▸ **Input material**:

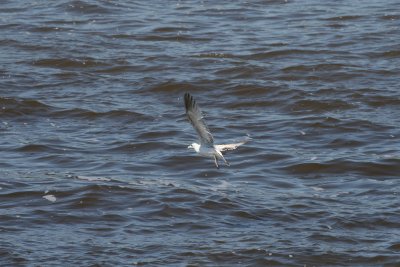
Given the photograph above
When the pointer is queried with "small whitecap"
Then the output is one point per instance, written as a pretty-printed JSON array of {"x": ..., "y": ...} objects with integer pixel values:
[
  {"x": 92, "y": 179},
  {"x": 50, "y": 198},
  {"x": 316, "y": 188}
]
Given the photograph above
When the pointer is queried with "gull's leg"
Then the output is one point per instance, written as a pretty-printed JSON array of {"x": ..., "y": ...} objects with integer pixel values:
[{"x": 216, "y": 162}]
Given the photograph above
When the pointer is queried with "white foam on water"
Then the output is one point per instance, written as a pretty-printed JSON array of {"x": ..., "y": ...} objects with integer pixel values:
[{"x": 50, "y": 198}]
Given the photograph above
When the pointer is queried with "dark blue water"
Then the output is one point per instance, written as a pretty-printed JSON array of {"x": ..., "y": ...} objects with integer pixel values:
[{"x": 94, "y": 165}]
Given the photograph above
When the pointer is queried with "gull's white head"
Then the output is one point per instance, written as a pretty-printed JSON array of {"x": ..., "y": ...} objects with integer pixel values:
[{"x": 195, "y": 146}]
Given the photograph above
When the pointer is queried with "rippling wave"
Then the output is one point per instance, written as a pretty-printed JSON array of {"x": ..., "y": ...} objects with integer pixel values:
[{"x": 95, "y": 168}]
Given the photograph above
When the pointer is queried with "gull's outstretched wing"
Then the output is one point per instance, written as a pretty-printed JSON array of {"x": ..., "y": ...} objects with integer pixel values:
[
  {"x": 231, "y": 146},
  {"x": 195, "y": 117}
]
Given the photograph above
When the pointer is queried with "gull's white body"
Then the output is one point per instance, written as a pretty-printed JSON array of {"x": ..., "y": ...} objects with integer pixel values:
[{"x": 206, "y": 148}]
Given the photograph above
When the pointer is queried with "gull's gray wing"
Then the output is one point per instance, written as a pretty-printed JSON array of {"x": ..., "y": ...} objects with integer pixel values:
[
  {"x": 195, "y": 117},
  {"x": 231, "y": 146}
]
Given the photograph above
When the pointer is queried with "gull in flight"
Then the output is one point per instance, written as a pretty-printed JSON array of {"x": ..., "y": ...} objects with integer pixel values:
[{"x": 206, "y": 147}]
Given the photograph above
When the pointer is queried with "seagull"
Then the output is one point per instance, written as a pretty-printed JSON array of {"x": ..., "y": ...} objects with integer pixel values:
[{"x": 206, "y": 148}]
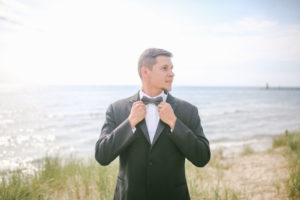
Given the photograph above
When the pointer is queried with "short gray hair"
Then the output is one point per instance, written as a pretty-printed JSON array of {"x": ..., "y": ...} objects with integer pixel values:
[{"x": 148, "y": 58}]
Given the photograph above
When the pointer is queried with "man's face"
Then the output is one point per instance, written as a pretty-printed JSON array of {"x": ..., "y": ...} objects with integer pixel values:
[{"x": 161, "y": 76}]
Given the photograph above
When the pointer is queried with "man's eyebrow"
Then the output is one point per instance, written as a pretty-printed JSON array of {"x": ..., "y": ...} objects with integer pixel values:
[{"x": 167, "y": 66}]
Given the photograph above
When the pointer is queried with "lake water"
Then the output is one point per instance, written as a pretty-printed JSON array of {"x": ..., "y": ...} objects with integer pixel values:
[{"x": 64, "y": 120}]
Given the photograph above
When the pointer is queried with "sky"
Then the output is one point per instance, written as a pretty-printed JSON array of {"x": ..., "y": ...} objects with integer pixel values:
[{"x": 95, "y": 42}]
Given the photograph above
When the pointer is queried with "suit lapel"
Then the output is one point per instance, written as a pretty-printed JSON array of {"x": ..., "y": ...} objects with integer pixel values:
[
  {"x": 142, "y": 124},
  {"x": 161, "y": 124}
]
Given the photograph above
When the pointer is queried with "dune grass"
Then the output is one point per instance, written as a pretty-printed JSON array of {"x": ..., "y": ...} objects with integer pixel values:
[
  {"x": 72, "y": 178},
  {"x": 292, "y": 152}
]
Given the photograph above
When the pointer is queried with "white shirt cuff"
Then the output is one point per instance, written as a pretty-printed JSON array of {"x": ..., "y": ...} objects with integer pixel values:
[{"x": 133, "y": 130}]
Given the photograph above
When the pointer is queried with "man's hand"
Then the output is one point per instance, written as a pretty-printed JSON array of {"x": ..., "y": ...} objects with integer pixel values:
[
  {"x": 166, "y": 114},
  {"x": 137, "y": 113}
]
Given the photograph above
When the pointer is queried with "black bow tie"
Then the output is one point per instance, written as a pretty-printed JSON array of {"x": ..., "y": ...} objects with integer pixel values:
[{"x": 147, "y": 100}]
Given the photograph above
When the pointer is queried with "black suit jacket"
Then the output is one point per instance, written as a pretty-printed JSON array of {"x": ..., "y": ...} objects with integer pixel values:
[{"x": 152, "y": 171}]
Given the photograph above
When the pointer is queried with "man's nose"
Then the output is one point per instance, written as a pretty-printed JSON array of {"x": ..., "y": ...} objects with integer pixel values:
[{"x": 172, "y": 74}]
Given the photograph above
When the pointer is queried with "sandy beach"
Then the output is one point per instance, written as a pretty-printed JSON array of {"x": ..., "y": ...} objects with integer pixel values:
[
  {"x": 255, "y": 175},
  {"x": 264, "y": 175}
]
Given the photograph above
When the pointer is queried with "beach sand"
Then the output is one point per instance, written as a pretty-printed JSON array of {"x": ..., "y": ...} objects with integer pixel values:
[
  {"x": 255, "y": 175},
  {"x": 249, "y": 175}
]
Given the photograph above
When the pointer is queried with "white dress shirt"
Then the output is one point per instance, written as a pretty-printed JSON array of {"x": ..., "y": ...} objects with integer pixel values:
[{"x": 152, "y": 115}]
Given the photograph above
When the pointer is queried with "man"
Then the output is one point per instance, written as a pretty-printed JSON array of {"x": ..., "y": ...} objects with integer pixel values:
[{"x": 152, "y": 132}]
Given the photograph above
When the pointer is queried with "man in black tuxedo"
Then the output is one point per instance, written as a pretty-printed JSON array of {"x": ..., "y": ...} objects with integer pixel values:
[{"x": 153, "y": 133}]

▸ **Assignment**: Your task is to count the lines of the records that contain "gray". Answer with only that number.

▸ **Task result**: 2